_STATED GOAL_
Render every line of the listing below as a JSON list of strings, one string per line, with blank lines left out.

_RECORD LIST_
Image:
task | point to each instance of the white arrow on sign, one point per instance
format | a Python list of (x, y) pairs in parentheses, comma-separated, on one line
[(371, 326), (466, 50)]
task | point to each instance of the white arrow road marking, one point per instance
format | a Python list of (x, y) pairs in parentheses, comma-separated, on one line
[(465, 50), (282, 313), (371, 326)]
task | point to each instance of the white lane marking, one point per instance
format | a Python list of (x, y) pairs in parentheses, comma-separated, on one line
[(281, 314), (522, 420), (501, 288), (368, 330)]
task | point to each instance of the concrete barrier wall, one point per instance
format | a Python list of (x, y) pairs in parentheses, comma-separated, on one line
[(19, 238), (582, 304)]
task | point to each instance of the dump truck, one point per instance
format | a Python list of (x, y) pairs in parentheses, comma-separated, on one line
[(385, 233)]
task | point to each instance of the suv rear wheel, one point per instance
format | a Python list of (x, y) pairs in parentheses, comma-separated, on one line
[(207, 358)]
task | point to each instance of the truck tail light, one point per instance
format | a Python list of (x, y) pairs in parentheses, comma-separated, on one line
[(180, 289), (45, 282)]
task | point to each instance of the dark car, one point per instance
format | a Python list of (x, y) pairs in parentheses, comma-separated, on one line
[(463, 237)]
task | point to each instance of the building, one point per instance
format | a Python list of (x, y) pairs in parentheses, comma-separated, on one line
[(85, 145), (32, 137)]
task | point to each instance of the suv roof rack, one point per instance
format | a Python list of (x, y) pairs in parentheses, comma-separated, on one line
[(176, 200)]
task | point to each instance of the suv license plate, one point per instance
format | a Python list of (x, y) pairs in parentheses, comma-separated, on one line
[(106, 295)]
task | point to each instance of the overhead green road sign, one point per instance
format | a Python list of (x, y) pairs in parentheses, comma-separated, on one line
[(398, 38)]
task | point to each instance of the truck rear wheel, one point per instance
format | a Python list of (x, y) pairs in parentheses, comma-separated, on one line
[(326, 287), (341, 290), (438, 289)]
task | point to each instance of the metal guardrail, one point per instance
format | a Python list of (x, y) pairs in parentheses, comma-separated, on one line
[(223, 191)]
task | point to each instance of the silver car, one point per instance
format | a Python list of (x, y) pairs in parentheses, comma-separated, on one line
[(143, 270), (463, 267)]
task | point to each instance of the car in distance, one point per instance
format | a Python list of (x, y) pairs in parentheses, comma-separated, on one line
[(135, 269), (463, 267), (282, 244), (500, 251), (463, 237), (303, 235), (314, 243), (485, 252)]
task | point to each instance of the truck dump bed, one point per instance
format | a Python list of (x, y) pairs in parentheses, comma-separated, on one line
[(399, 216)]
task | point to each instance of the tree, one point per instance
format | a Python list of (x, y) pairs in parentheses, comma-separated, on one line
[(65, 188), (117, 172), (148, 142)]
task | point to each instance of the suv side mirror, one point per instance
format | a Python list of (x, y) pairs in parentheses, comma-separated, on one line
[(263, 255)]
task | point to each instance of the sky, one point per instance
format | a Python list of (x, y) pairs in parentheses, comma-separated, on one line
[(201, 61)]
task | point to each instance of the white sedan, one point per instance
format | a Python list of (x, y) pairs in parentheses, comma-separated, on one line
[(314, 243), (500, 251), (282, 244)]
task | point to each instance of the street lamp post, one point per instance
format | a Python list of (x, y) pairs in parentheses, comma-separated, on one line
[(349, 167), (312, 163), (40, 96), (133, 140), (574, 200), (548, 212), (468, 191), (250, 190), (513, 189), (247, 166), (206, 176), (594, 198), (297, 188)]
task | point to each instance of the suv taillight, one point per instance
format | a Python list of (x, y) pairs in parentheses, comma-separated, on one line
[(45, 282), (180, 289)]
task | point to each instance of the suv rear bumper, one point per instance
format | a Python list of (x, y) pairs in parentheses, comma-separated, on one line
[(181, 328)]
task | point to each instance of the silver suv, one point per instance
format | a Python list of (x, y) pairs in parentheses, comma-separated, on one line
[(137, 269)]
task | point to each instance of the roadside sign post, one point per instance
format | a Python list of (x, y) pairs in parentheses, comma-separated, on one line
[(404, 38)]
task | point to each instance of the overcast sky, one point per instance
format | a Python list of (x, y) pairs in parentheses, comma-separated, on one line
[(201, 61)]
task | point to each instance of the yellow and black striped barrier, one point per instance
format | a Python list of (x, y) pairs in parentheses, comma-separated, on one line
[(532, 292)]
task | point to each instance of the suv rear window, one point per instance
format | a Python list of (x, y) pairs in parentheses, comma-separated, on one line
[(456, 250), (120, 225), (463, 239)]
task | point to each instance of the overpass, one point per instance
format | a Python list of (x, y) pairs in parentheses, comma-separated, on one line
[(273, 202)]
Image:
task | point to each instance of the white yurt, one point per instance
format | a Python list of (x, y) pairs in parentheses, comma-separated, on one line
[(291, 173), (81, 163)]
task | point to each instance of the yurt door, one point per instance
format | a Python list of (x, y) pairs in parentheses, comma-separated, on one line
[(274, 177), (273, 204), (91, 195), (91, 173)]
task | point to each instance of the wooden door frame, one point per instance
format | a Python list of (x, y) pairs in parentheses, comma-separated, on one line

_COMPLETE OUTPUT_
[
  "Image:",
  "task | point to each instance of the white arrow on sign, one point per instance",
  "format | a Python list of (x, y) pairs in parentheses, comma-separated, on one line",
  "[(371, 326), (466, 50)]",
  "task | point to each instance of the white arrow road marking, one point per instance",
  "format | a Python list of (x, y) pairs in parentheses, comma-separated, on one line",
  "[(465, 50), (282, 313), (371, 326)]",
  "task | point to each instance of the white lane marking, one point per instance",
  "format | a Python list of (x, y) pairs in parentheses, comma-separated, on one line",
  "[(281, 314), (522, 420), (501, 288), (368, 330)]",
  "task | point to each instance of the concrete barrier wall, one point per instance",
  "format | a Python list of (x, y) pairs in parentheses, comma-separated, on one line",
  "[(19, 238), (582, 304)]",
  "task | point to each instance of the dump truck, one point per instance",
  "format | a Python list of (x, y) pairs in parentheses, comma-separated, on one line",
  "[(385, 233)]",
  "task | point to each instance of the suv rear wheel, one point per instance",
  "format | a Python list of (x, y) pairs in parentheses, comma-separated, on one line",
  "[(207, 358)]",
  "task | point to each instance of the truck tail light, one point per instance",
  "format | a Python list of (x, y) pairs in parentheses, comma-separated, on one line",
  "[(180, 289), (45, 282)]",
  "task | point to each instance of the dark car, one point per instance",
  "format | a Python list of (x, y) pairs in parentheses, comma-separated, on one line",
  "[(463, 237)]",
  "task | point to each instance of the building, one point per instance",
  "format | a Python list of (x, y) pairs in parentheses, comma-separated, on one line",
  "[(85, 145), (32, 137)]",
  "task | point to each instance of the suv roof rack, one point per instance",
  "format | a Python list of (x, y) pairs in parentheses, comma-separated, on one line",
  "[(176, 200)]",
  "task | point to each instance of the suv license plate, one point per instance",
  "format | a Python list of (x, y) pairs in parentheses, comma-separated, on one line",
  "[(106, 295)]",
  "task | point to each instance of the overhead green road sign, one point per instance",
  "format | a Python list of (x, y) pairs in parentheses, comma-separated, on one line",
  "[(398, 38)]",
  "task | point to each instance of the truck rear wheel, one point per instance",
  "format | a Python list of (x, y) pairs in parentheses, comma-separated, on one line",
  "[(326, 287), (341, 290), (438, 289)]",
  "task | point to each instance of the metal guardrail, one point per instance",
  "format | a Python list of (x, y) pairs in parentheses, comma-separated, on one line",
  "[(223, 191)]",
  "task | point to each instance of the silver car, one point per instance",
  "format | a Python list of (x, y) pairs in parentheses, comma-separated, on one line",
  "[(143, 270), (463, 267)]",
  "task | point to each instance of the car in distance, one point per instance",
  "format | a Python list of (x, y) pairs in parentheses, comma-separated, on one line",
  "[(135, 269), (463, 267), (282, 244), (500, 251), (463, 237), (303, 235), (314, 243), (485, 252)]",
  "task | point to each instance of the truck dump bed, one point per instance",
  "format | a Python list of (x, y) pairs in parentheses, comma-separated, on one line",
  "[(399, 216)]",
  "task | point to each instance of the tree, one point per instance",
  "format | a Python list of (x, y) pairs in parentheses, comma-separated, on one line",
  "[(65, 188), (117, 172), (148, 142)]",
  "task | point to each instance of the suv side mirror, one point per instance",
  "format | a Python list of (x, y) pairs in parentheses, comma-separated, on one line",
  "[(263, 255)]",
  "task | point to each instance of the sky, one point per instance",
  "format | a Python list of (x, y) pairs in parentheses, comma-separated, on one line",
  "[(201, 61)]",
  "task | point to each instance of the white sedan, one point per instance",
  "format | a Python list of (x, y) pairs in parentheses, comma-separated, on one line",
  "[(314, 243), (500, 251), (282, 244)]",
  "task | point to each instance of the street lamp post, one point per instance",
  "format | a Python list of (x, y) pairs in parentheses, comma-separated, on one line",
  "[(349, 167), (312, 163), (40, 96), (133, 140), (574, 200), (548, 212), (468, 191), (250, 190), (513, 189), (247, 166), (206, 176), (594, 198), (297, 188)]",
  "task | point to each instance of the suv taillight, one point per instance",
  "format | a Python list of (x, y) pairs in parentheses, comma-separated, on one line",
  "[(45, 282), (180, 289)]",
  "task | point to each instance of the suv rear bumper, one point per instance",
  "format | a Python list of (x, y) pairs in parentheses, comma-separated, on one line",
  "[(181, 328)]",
  "task | point to each instance of the silver suv, one point per instance",
  "format | a Python list of (x, y) pairs in parentheses, comma-separated, on one line",
  "[(137, 269)]",
  "task | point to each instance of the roadside sign post, one point per instance",
  "format | a Python list of (x, y) pairs in parentheses, comma-separated, on one line",
  "[(404, 38)]",
  "task | point to each instance of the overcast sky, one point per instance",
  "format | a Python list of (x, y) pairs in parentheses, comma-separated, on one line",
  "[(201, 61)]",
  "task | point to each instance of the yellow and black striped barrier, one point per instance",
  "format | a Python list of (x, y) pairs in parentheses, comma-separated, on one line",
  "[(532, 292)]",
  "task | point to each instance of the suv rear window, one point per instance",
  "format | a Python list of (x, y) pairs in parentheses, comma-separated, on one line",
  "[(456, 250), (120, 225), (463, 239)]",
  "task | point to each instance of the overpass, one point per instance",
  "format | a Python list of (x, y) pairs in parentheses, comma-separated, on one line",
  "[(273, 202)]",
  "Image:",
  "task | point to each instance of the white yurt, one point per instance",
  "format | a Python list of (x, y) pairs in parentheses, comma-separated, on one line",
  "[(291, 173), (81, 163)]",
  "task | point to each instance of the yurt door, one point per instance",
  "format | a Python list of (x, y) pairs in parentheses, comma-separated, on one line",
  "[(274, 177), (273, 204), (91, 195), (91, 173)]",
  "task | point to each instance of the wooden door frame, one point per instance",
  "format | a Python list of (x, y) pairs in parentheses, comma-separated, on one line"
]